◆ PROVIDED DATA:
^^^^

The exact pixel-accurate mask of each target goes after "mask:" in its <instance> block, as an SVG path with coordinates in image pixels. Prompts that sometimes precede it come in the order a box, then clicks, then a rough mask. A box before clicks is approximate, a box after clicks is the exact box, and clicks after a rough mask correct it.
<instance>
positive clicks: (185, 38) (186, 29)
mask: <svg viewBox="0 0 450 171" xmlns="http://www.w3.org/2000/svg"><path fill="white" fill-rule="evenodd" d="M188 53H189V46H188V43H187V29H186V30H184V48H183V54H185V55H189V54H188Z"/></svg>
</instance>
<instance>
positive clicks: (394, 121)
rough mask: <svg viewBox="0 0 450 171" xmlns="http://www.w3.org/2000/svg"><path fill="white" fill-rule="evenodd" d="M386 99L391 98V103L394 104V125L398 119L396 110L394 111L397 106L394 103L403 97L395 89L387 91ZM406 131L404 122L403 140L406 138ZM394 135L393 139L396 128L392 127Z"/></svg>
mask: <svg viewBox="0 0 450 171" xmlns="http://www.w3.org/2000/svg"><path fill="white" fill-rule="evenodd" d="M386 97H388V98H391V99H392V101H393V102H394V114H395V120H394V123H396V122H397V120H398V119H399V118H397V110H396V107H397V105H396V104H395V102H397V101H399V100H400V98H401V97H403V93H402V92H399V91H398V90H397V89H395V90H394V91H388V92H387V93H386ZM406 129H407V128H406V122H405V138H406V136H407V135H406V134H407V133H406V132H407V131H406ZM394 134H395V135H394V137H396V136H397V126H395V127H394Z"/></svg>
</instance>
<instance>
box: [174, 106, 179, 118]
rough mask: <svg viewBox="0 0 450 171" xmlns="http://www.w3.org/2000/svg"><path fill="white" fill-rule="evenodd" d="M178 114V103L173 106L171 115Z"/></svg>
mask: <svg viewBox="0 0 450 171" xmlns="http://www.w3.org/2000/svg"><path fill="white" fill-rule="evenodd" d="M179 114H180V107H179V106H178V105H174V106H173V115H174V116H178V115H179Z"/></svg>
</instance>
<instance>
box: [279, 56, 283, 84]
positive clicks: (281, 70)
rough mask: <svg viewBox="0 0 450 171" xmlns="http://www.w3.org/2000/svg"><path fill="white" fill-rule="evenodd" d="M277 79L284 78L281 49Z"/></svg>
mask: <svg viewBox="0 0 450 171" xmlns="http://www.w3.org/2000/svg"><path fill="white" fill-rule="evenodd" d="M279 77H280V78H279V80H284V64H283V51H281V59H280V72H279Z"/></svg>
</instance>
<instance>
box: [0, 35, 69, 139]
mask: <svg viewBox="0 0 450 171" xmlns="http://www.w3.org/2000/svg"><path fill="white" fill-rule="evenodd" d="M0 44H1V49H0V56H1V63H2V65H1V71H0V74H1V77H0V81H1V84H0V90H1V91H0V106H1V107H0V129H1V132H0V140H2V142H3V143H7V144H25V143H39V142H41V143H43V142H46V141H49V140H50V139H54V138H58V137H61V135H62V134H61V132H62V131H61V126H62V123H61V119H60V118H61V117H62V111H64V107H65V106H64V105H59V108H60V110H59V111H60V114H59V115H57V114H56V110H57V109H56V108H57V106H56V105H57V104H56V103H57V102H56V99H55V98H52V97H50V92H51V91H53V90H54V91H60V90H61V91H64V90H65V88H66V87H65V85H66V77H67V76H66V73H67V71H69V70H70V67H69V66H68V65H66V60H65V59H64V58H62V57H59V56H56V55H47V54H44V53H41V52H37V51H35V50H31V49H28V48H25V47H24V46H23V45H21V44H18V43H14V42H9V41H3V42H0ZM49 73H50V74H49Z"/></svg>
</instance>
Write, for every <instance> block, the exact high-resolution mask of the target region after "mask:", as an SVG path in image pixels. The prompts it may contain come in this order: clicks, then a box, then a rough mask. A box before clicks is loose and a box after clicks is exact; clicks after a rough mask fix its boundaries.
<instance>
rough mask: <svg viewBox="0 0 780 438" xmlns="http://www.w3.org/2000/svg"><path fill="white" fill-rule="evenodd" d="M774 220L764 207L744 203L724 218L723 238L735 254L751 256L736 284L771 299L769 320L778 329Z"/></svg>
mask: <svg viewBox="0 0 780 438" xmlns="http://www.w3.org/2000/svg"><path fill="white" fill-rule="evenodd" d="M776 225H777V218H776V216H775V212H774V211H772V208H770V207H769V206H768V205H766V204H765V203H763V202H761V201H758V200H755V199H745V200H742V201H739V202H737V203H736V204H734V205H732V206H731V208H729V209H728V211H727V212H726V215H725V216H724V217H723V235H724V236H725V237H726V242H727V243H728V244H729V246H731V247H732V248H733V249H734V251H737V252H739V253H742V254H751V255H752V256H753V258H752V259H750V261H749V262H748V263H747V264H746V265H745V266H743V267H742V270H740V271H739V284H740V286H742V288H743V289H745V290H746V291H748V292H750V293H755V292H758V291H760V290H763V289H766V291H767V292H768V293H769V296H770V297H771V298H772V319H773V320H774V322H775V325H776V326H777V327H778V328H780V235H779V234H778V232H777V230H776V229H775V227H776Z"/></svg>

^^^^

◆ WORK ORDER: Copy every row above, word for word and in the same order.

◆ RESPONSE FOR THIS EXERCISE:
The exact pixel-accurate mask of each target goes after "mask:" in its <instance> block, as an SVG path with coordinates in image pixels. Prompts that sometimes precede it come in the order a box, then clicks, then a rough mask. A box before clicks is approximate, a box after clicks is the exact box, and clicks after a rough mask correct it.
<instance>
positive clicks: (185, 38) (186, 29)
mask: <svg viewBox="0 0 450 171" xmlns="http://www.w3.org/2000/svg"><path fill="white" fill-rule="evenodd" d="M188 53H189V46H188V43H187V29H186V30H184V48H183V54H185V55H189V54H188Z"/></svg>
</instance>
<instance>
positive clicks: (394, 121)
rough mask: <svg viewBox="0 0 450 171" xmlns="http://www.w3.org/2000/svg"><path fill="white" fill-rule="evenodd" d="M386 99L391 98V103L394 104V125L398 119L396 110L394 111L397 106L394 103L403 97L395 89L387 91ZM406 131L404 122L403 140L406 138ZM394 135L393 139L396 128L392 127Z"/></svg>
mask: <svg viewBox="0 0 450 171" xmlns="http://www.w3.org/2000/svg"><path fill="white" fill-rule="evenodd" d="M386 97H388V98H391V99H392V101H393V102H394V114H395V120H394V123H396V122H397V120H398V119H399V118H397V110H396V107H397V105H396V104H395V102H397V101H399V100H400V98H401V97H403V93H402V92H399V91H398V90H397V89H395V90H394V91H388V92H387V93H386ZM406 129H407V128H406V122H405V138H406V136H407V135H406V134H407V133H406V132H407V131H406ZM394 134H395V135H394V137H396V136H397V126H395V127H394Z"/></svg>
</instance>
<instance>
box: [174, 106, 179, 118]
rough mask: <svg viewBox="0 0 450 171" xmlns="http://www.w3.org/2000/svg"><path fill="white" fill-rule="evenodd" d="M178 114V103L173 106L171 115Z"/></svg>
mask: <svg viewBox="0 0 450 171" xmlns="http://www.w3.org/2000/svg"><path fill="white" fill-rule="evenodd" d="M179 114H180V107H179V106H178V105H174V106H173V115H174V116H178V115H179Z"/></svg>
</instance>
<instance>
box: [279, 56, 283, 84]
positive clicks: (281, 70)
rough mask: <svg viewBox="0 0 450 171" xmlns="http://www.w3.org/2000/svg"><path fill="white" fill-rule="evenodd" d="M277 79L284 78L281 49Z"/></svg>
mask: <svg viewBox="0 0 450 171" xmlns="http://www.w3.org/2000/svg"><path fill="white" fill-rule="evenodd" d="M279 77H280V78H279V80H284V64H283V51H281V59H280V72H279Z"/></svg>
</instance>
<instance>
box: [0, 35, 69, 139]
mask: <svg viewBox="0 0 450 171" xmlns="http://www.w3.org/2000/svg"><path fill="white" fill-rule="evenodd" d="M0 44H1V49H0V56H1V63H2V65H1V71H0V74H1V77H0V81H1V84H0V90H1V91H0V106H1V107H0V129H1V132H0V140H2V142H3V143H7V144H25V143H39V142H41V143H43V142H46V141H49V140H50V139H54V138H58V137H61V135H62V134H61V132H62V131H61V126H62V123H61V119H60V118H61V117H62V111H64V107H65V106H64V105H59V108H60V110H59V111H60V114H59V115H57V114H56V110H57V109H56V108H57V106H56V105H57V104H56V103H57V102H56V99H55V98H52V97H50V92H51V91H53V90H54V91H60V90H61V91H64V90H65V88H66V87H65V85H66V77H67V76H66V73H67V71H69V70H70V67H69V66H68V65H66V60H65V59H64V58H62V57H59V56H56V55H47V54H44V53H41V52H37V51H35V50H31V49H28V48H25V47H24V46H23V45H21V44H18V43H14V42H9V41H3V42H0ZM49 73H50V74H49Z"/></svg>
</instance>
Write, for every <instance> block, the exact high-resolution mask of the target region after "mask:", as an SVG path in image pixels. The prompts it may contain come in this order: clicks, then a box, then a rough mask. A box before clicks is loose and a box after clicks is exact; clicks after a rough mask fix its boundaries.
<instance>
rough mask: <svg viewBox="0 0 780 438" xmlns="http://www.w3.org/2000/svg"><path fill="white" fill-rule="evenodd" d="M774 220L764 207L744 203L724 218L723 238L735 254L751 256L736 284L771 299L769 320L778 329Z"/></svg>
mask: <svg viewBox="0 0 780 438" xmlns="http://www.w3.org/2000/svg"><path fill="white" fill-rule="evenodd" d="M776 225H777V218H776V216H775V212H774V211H772V208H770V207H769V206H768V205H766V204H765V203H763V202H761V201H758V200H755V199H745V200H742V201H739V202H737V203H736V204H734V205H732V206H731V208H729V209H728V211H727V212H726V215H725V216H724V217H723V235H724V236H725V237H726V242H727V243H728V244H729V246H731V247H732V248H733V249H734V251H737V252H739V253H742V254H751V255H752V256H753V258H752V259H750V261H749V262H748V263H747V264H746V265H745V266H743V267H742V270H740V271H739V284H740V286H742V288H743V289H745V290H746V291H748V292H750V293H755V292H758V291H760V290H763V289H766V291H767V292H768V293H769V296H770V297H771V298H772V319H773V320H774V322H775V325H776V326H777V327H778V328H780V235H779V234H778V232H777V230H776V229H775V227H776Z"/></svg>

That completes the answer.